● **Excerpt provided**:
— Begin —

Hacker Newsnew | past | comments | ask | show | jobs | submitlogin

Let's all hop on the next hip web trend, guys! Rails has become so boring and mature. There are many languages better than Javascript for server-side programs, but monoculture is so much cooler. One size fits all and you'll like it.


This is what Java guys said about Rails. "Hipness" is absolutely unrelated to whether something is actually good or not. I firmly believe that Meteor is a super fast way to build a certain kind of web app that just so happens to be very popular in businesses: CRUD apps where users can see other user's changes to data in real time. I will admit that older users are actually creeped out by other people seeing them type though. I guess its a generational thing.


I'm not going to sing the praises of Rails. I think it is a pretty good framework, but it is one hell of a hype machine. As software gets older and more stable, people get bored and reinvent the wheel again, especially web developers that will stop at nothing until everything is written in Javascript.

— End —

● **Tasks for this exercise**:
**1)** Answer these questions about the comment thread on Rails and Meteor:
(a) In the first comment, what is described as "so much cooler"?
(b) What kind of web app does the second comment say Meteor is a super fast way to build?
(c) According to the third comment, what will web developers stop at nothing to achieve?
**2)** Extend the comment thread on Rails and Meteor, picking up right after its last sentence.
The records that come next are not needed for anything here.

● **Items**:
— Begin —

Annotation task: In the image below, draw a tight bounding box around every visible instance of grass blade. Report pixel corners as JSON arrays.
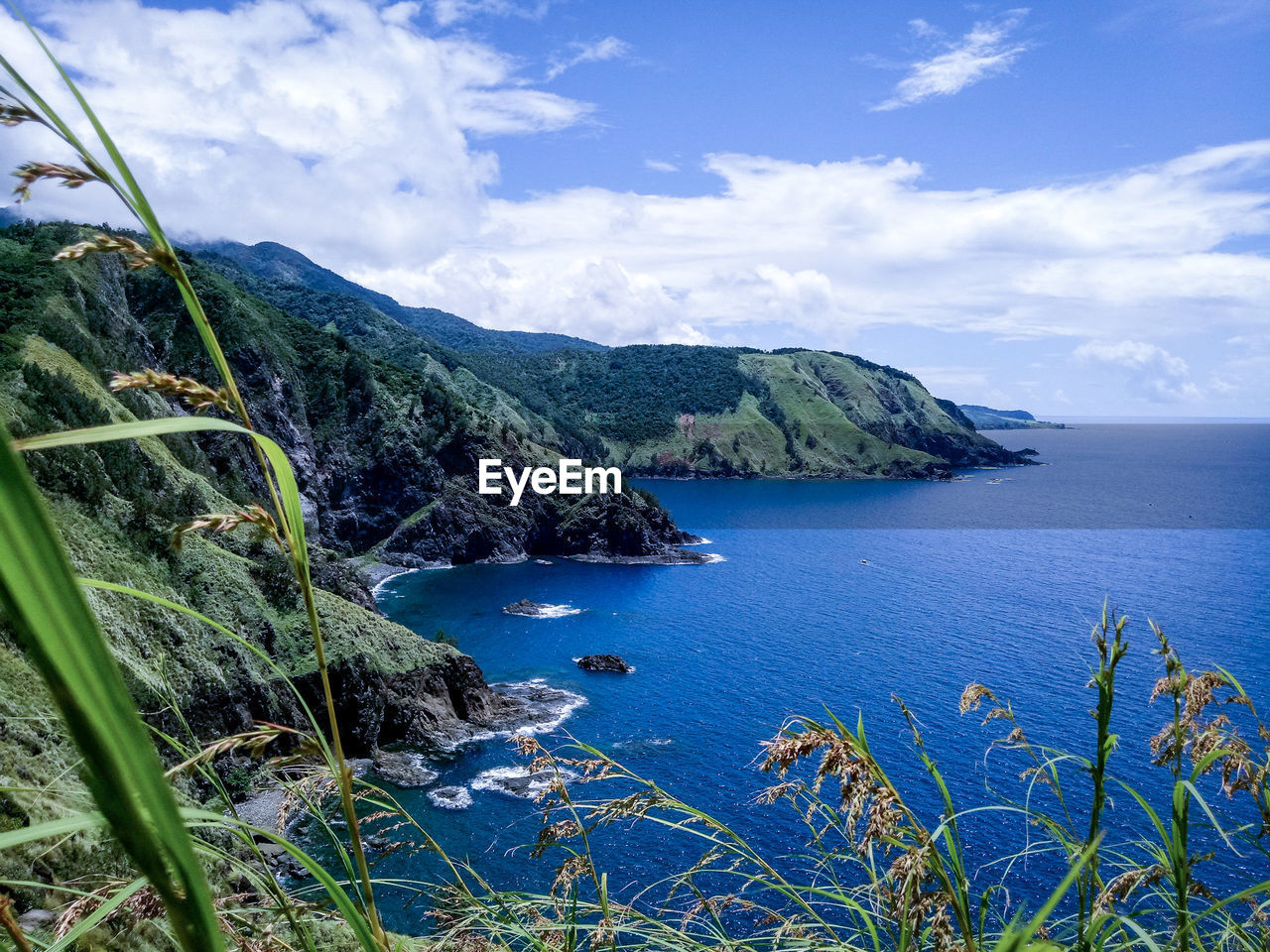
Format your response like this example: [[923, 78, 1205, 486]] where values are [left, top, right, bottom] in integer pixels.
[[0, 425, 225, 952]]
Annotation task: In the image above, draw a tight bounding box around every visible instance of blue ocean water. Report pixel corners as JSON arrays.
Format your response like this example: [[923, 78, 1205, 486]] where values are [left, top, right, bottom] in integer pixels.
[[363, 425, 1270, 930]]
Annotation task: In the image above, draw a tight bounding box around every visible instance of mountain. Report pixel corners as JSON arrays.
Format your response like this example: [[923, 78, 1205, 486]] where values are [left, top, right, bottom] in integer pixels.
[[957, 404, 1067, 430], [0, 223, 655, 903], [190, 241, 604, 354], [467, 345, 1022, 479]]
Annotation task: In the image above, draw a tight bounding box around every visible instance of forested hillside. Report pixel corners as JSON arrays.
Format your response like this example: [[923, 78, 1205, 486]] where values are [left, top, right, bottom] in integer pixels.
[[199, 236, 1025, 479]]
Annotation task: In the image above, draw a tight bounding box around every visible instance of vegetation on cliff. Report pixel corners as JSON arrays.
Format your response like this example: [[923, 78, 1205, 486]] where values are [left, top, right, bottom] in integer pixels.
[[0, 30, 1270, 952], [957, 404, 1066, 430]]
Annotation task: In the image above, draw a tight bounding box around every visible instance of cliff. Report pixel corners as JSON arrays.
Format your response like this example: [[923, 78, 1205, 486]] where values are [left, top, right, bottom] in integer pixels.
[[957, 404, 1067, 430], [198, 242, 1028, 479]]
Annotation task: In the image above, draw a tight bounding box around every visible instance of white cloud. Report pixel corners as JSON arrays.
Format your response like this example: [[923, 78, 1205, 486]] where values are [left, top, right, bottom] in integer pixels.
[[0, 0, 1270, 383], [872, 9, 1028, 112], [431, 0, 552, 27], [1072, 340, 1203, 404], [0, 0, 590, 268], [548, 37, 631, 81]]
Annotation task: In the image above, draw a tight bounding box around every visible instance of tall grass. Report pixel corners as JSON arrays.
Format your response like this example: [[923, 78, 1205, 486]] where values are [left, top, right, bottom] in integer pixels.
[[0, 9, 1270, 952], [0, 9, 389, 949]]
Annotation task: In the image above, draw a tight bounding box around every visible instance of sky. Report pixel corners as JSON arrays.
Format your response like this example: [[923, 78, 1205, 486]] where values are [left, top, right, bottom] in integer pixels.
[[0, 0, 1270, 417]]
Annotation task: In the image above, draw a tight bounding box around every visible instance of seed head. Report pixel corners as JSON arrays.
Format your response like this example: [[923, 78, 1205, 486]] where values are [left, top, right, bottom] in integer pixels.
[[172, 503, 282, 549], [54, 232, 163, 272], [110, 367, 232, 413], [0, 103, 41, 127], [13, 163, 101, 202]]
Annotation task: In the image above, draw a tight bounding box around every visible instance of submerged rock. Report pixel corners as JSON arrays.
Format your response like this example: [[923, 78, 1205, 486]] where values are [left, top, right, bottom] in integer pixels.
[[428, 787, 472, 810], [577, 654, 635, 674]]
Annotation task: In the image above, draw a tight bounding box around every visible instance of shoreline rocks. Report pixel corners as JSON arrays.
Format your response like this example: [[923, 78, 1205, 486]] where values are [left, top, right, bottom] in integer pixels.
[[576, 654, 635, 674], [503, 598, 555, 618]]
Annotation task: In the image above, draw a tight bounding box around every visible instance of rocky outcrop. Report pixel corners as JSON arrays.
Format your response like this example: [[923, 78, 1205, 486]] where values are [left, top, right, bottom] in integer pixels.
[[503, 598, 553, 618], [375, 480, 703, 567], [577, 654, 635, 674]]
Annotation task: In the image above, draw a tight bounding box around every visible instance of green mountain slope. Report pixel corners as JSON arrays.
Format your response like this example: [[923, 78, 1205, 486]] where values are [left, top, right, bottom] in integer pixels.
[[199, 242, 1026, 477], [461, 345, 1022, 479], [957, 404, 1067, 430], [191, 241, 604, 353]]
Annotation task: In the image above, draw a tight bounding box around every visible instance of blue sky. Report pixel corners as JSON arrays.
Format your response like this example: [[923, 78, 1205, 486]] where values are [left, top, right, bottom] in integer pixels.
[[0, 0, 1270, 416]]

— End —

● **Answers to each task**:
**1)**
(a) Monoculture.
(b) CRUD apps where users can see other users' changes to data in real time.
(c) Having everything written in Javascript.

**2)**
Rails was a fad. Meteor is a fad. Keep your nose out of hype.


Rails was such a fad it influenced every web framework after rails, and made Microsoft drop webforms.


Fads are good. Being able to run everywhere is also good, but frameworks eventually need to give way to new ideas. Not everyone wants to program in COBOL on .NET forever.


I missed out the first time around because the Rails community was full of fanboys and nothing turns me off a community more than zealot-like behaviour.

I don't want to miss out again.


Then evaluate things on their merits and ignore the fanboys. There are plenty of people in this world looking for silver bullets, that someone excitedly claims to have found one is no reason to believe them.


They were right when they said that about rails though. Rails was a fad. It was not good. It codifies industry worst practices into a framework that can most charitably be described as "writing PHP in ruby".


Are we talking PHP before or after CakePHP?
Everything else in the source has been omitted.